From the records below, please repeat exactly the line that has "Each instance of the sidewalk", the line that has "Each instance of the high-rise", and every line between them, and nothing else.

** Opening Data block **

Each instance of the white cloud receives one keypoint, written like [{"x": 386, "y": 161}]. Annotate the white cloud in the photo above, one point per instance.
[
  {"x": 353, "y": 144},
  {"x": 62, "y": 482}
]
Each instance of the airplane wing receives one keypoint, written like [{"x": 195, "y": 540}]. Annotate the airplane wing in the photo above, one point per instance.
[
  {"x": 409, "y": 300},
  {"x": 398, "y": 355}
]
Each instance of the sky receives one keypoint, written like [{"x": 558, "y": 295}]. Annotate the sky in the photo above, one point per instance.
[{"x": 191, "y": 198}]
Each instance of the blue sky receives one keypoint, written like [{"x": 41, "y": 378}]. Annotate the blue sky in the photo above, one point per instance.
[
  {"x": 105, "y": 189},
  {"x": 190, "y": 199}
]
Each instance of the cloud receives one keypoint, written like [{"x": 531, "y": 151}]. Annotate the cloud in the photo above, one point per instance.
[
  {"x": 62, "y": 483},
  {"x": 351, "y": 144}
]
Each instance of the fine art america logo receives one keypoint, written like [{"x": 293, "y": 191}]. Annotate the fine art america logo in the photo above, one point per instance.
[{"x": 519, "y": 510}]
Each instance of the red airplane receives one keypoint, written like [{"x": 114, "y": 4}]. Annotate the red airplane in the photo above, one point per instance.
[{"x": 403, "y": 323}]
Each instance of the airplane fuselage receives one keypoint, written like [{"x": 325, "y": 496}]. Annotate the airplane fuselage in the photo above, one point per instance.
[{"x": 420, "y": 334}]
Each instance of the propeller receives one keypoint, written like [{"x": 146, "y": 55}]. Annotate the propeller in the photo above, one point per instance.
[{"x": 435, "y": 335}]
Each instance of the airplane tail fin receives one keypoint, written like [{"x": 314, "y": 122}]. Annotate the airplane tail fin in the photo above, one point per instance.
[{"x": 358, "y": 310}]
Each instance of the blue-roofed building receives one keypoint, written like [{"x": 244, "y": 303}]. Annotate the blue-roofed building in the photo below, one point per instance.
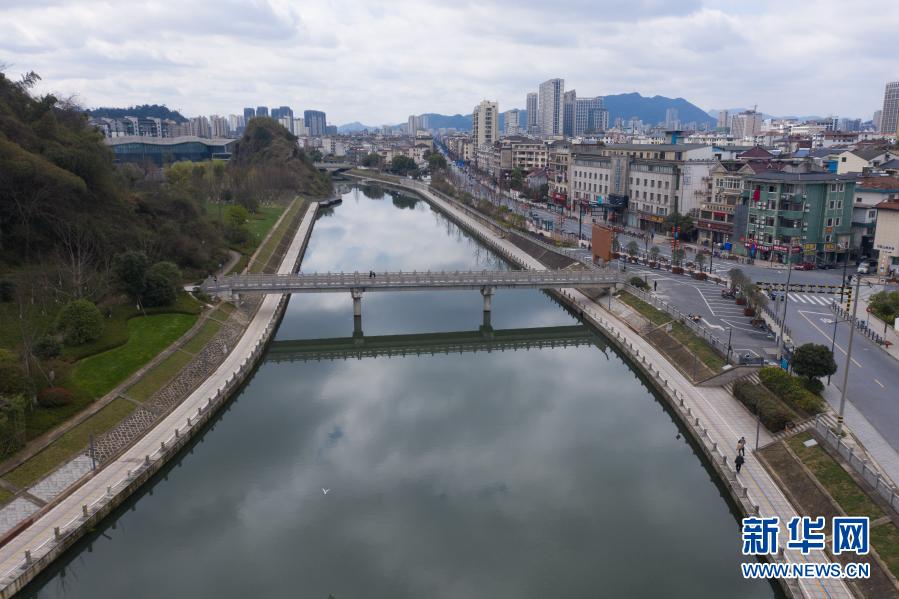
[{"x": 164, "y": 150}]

** Closing Data block **
** Opening Data block **

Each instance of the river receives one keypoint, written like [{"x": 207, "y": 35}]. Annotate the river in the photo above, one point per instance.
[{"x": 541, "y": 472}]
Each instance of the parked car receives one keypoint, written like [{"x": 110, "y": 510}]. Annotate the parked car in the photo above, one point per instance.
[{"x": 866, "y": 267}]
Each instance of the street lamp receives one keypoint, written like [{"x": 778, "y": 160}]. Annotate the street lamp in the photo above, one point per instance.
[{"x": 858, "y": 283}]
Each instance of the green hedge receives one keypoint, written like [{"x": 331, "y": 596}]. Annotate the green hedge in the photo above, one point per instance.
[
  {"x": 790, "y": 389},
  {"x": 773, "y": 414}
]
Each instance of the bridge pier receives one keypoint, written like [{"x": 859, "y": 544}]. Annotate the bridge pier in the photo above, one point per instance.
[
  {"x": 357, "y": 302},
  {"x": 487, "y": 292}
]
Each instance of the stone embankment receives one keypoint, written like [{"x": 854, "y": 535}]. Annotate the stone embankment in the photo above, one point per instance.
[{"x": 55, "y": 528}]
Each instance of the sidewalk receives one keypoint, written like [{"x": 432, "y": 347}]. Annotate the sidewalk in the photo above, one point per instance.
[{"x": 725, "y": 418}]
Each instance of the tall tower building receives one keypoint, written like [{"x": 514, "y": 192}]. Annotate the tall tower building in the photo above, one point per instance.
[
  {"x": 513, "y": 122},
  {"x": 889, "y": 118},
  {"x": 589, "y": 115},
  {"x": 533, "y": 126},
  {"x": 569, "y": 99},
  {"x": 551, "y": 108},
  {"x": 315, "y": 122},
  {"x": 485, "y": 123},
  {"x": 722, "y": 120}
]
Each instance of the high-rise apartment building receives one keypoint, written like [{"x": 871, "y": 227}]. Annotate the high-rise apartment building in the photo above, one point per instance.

** Closing Data block **

> Result of this exercise:
Each instance of the sidewalk receives one keypoint, written like [{"x": 432, "y": 347}]. Annotate the sidewalk in the photo above, one point per instance.
[{"x": 725, "y": 418}]
Each instance of the tall tower building receives one keypoint, written like [{"x": 514, "y": 192}]. Annotate the tall tower building in the photo above, one point per instance.
[
  {"x": 513, "y": 122},
  {"x": 889, "y": 118},
  {"x": 589, "y": 115},
  {"x": 533, "y": 126},
  {"x": 569, "y": 99},
  {"x": 551, "y": 108},
  {"x": 315, "y": 122},
  {"x": 485, "y": 123},
  {"x": 722, "y": 120}
]
Each instance of the high-rise apartment building receives one keypoint, written like [{"x": 871, "y": 227}]. Annotate the high-rise apartment building in the photo above, one point per instance.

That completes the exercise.